## Exercise directions
An exact, line-by-line copy is needed, beginning at the line with "slot in the photo above." and ending at the last line of the listing below.

## Provided data
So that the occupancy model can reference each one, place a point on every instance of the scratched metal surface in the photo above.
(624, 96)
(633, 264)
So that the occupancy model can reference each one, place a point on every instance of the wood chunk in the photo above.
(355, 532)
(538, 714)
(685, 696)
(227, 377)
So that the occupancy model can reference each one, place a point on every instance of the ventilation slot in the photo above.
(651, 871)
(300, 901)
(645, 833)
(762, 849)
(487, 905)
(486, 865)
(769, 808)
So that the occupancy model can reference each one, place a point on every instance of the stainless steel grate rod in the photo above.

## Output for this task
So that the occupancy model can reference each one, place a point on every instance of the ventilation slot in the photo above.
(651, 871)
(300, 901)
(645, 833)
(762, 849)
(487, 905)
(486, 865)
(769, 808)
So that the occupancy model can reference each one, place a point on every instance of the stainless steel grate rod in the photo above.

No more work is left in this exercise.